▶ [WHAT YOU SHOULD DO] Without altering a single word, repeat the records that follow.

▶ [RECORDED INFORMATION]
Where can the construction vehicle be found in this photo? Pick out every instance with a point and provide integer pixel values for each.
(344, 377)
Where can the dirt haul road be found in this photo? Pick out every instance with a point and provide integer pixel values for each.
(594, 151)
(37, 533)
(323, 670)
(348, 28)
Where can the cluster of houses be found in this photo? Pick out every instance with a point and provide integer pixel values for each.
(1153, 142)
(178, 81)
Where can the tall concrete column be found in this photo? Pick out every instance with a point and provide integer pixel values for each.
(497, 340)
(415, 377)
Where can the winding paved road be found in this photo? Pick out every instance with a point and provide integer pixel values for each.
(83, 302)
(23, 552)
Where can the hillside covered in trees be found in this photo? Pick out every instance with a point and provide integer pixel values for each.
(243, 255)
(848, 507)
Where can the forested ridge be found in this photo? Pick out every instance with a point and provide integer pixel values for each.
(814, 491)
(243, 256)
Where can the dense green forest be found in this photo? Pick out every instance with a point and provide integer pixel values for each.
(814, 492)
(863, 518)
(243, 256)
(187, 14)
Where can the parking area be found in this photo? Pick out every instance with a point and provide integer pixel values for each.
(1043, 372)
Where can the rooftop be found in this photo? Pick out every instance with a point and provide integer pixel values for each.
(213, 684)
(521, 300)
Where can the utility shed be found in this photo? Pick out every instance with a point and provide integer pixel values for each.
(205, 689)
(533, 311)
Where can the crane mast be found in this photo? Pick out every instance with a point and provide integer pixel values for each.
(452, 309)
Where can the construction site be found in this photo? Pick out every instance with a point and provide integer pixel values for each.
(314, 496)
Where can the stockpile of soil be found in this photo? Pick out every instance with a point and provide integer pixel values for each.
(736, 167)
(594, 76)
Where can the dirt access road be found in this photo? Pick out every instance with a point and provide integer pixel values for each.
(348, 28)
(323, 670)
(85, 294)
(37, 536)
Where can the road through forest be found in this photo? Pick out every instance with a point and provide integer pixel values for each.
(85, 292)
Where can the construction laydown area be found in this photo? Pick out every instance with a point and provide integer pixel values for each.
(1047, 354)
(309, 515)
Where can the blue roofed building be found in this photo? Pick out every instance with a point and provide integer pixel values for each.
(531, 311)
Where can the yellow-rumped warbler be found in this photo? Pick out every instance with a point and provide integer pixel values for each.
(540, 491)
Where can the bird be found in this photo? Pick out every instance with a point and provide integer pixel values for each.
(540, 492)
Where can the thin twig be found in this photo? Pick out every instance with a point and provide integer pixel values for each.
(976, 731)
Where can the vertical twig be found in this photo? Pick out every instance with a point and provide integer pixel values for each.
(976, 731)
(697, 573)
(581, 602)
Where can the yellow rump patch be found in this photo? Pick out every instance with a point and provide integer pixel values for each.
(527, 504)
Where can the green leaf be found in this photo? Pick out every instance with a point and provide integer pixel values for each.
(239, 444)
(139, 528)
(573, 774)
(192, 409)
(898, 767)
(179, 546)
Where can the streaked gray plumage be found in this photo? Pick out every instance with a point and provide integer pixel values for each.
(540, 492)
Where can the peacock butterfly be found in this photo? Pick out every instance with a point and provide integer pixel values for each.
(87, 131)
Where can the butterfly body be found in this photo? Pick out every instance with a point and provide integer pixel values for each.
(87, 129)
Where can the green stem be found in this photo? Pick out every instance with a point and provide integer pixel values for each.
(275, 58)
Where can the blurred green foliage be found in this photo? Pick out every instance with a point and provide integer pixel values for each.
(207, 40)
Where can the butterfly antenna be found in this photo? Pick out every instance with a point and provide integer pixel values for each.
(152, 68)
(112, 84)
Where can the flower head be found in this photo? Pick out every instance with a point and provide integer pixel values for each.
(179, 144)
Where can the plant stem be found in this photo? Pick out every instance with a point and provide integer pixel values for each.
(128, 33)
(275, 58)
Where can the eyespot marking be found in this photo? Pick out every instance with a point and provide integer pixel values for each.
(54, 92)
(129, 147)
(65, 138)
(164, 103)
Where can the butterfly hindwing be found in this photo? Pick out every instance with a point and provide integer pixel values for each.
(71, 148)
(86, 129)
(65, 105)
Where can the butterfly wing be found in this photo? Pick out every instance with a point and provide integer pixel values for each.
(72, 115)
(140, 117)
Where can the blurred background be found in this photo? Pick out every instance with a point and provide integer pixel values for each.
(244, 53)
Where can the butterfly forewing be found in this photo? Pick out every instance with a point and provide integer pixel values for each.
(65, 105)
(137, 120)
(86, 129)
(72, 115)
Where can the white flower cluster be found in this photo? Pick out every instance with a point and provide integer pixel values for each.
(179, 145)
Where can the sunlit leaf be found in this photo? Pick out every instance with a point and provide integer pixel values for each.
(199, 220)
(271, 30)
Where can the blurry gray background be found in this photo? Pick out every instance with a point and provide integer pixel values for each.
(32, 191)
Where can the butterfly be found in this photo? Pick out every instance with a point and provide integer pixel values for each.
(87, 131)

▶ [RESPONSE TO THIS EXERCISE]
Where can the construction vehicle be found in this photo? Pick out every instance with a point and provide integer pixel values for each.
(344, 377)
Where can the dirt haul road be found in this photo? Pick out every instance with a point and provide integer pixel values for each.
(594, 151)
(37, 533)
(323, 670)
(348, 28)
Where can the cluster of houses be found in this photo? Pick out every instance with a point and provide integer pixel values for each.
(1153, 142)
(178, 81)
Where can the tall concrete column be found in this photo? Pick out every instance with a point and provide integer pixel values for each.
(497, 340)
(415, 377)
Where can the winding paved road be found in this photo? Pick out every instance with a point and provide integer pixel values for each.
(83, 302)
(23, 552)
Where can the hillside covered in trees be found in this photo? Pick out every instance with a point and provide integer pixel values for each.
(243, 255)
(848, 507)
Where can the forested ridge be found in this photo? Pick out every instance with a point and provide integer pixel values for each.
(814, 491)
(243, 256)
Where can the dense green forest be found in this photo? Pick out every instance with a point and provide integer pixel values for each.
(814, 492)
(863, 518)
(243, 256)
(187, 14)
Where can the parking area be found in this photo? Pick out every instance with a point and provide integer pixel values for each.
(1043, 372)
Where can the rooftop be found in this photo? Pick out every instance with a point and provide integer pixel values for each.
(213, 684)
(521, 300)
Where can the utility shed be found in this photo? Pick out every instance with a point and provide integer pixel values for each.
(205, 689)
(533, 311)
Where can the crane mast be found in this photo? Pick out every instance with a point and provide integer pixel values for each.
(452, 309)
Where can the construction site be found in this photo? Pick out every instance with a point and provide integer pixel values for each.
(314, 496)
Where can the stockpile of soil be found in this photo? Pick out every instance with a point and provide integer pixel values for each.
(736, 167)
(594, 76)
Where can the dirt access road be found in this photo? Pick out every instance with a point and provide integer pixel values for each.
(348, 28)
(323, 670)
(85, 294)
(37, 536)
Where can the road through forest be found in this photo? Pick out every instance with a point and provide integer pixel values for each.
(85, 292)
Where can the construction laydown area be found in this photo? Pick out every instance with a point and provide integer pixel values for each.
(1047, 354)
(309, 515)
Where can the blue roofed building be found in this photo? Pick out every instance with a point and provide integer pixel values for each.
(531, 311)
Where can the yellow-rumped warbler be found in this photo? Pick out every instance with a point and provide integer pixel values for each.
(540, 491)
Where can the bird be found in this photo? Pick out every instance with a point and provide integer pixel values for each.
(540, 492)
Where can the thin twig be found in this photo? Pick out every instance with a point and provide integer pixel values for each.
(976, 731)
Where can the vertical twig be found in this photo? Pick out every instance with a point and provide integer pixel values for each.
(976, 731)
(697, 573)
(581, 602)
Where can the yellow rump patch be found in this photo? Pick out every instance with a point and provide integer pixel values for each.
(527, 504)
Where can the green leaf be found in this photo? Pick out every instance with a point and provide integer pixel values for each.
(239, 444)
(139, 528)
(573, 774)
(192, 409)
(898, 767)
(179, 546)
Where can the streaked gray plumage be found in this photo? Pick out every instance with a point and provide integer pixel values for each.
(540, 492)
Where can the peacock butterfly be found in this photo? Pick out every instance with a point and provide integer pixel values for each.
(87, 131)
Where can the butterfly body be found in this photo? Pick out every instance with a point and provide integer pixel values for each.
(87, 129)
Where can the green stem be found in this photo? Pick out every instance with a point and provide integer pixel values for each.
(275, 58)
Where can the blurred green foliage be found in this photo? Pick out every instance with a point and provide integer pixel values for each.
(207, 40)
Where can the butterfly antenna be found in this photo? Pick out every instance with a point and provide integer pixel values for each.
(152, 68)
(112, 84)
Where can the flower head be found in this photo? Pick out every instance with a point and provide integer pixel values for each.
(179, 144)
Where can the plant stem be found in this photo? Pick out every instance with a point and provide integer pixel values for each.
(128, 33)
(275, 58)
Where can the eyespot marking be found in this photo? Pick out every instance with a point and provide integer pixel values for each.
(54, 92)
(129, 147)
(65, 138)
(164, 103)
Where can the butterfly hindwing be found in this photo? Pick out every instance with a point and provide integer pixel values for each.
(71, 148)
(86, 129)
(65, 105)
Where can the butterfly wing be found in this photo? Pick out every instance with a point and provide integer pixel values for each.
(72, 115)
(140, 117)
Where can the blurred background be found in this photo? Pick out every instance with a point and provide integer pixel values for each.
(244, 53)
Where can the butterfly forewing be found in this photo? Pick out every instance with a point and provide integer pixel values for each.
(65, 105)
(137, 120)
(86, 129)
(72, 115)
Where can the white flower cluster be found in this photo? Pick out every instance with a point and provide integer pixel values for each.
(179, 145)
Where can the sunlit leaf be found in this photo? Pick out every instance with a point and provide integer pixel values for each.
(199, 220)
(271, 30)
Where can the blurry gray background be found in this photo? Pick out every instance with a point and provide integer pixel values for each.
(32, 191)
Where can the butterfly be found in this photo? Pick out every instance with a point and provide integer pixel values for each.
(87, 131)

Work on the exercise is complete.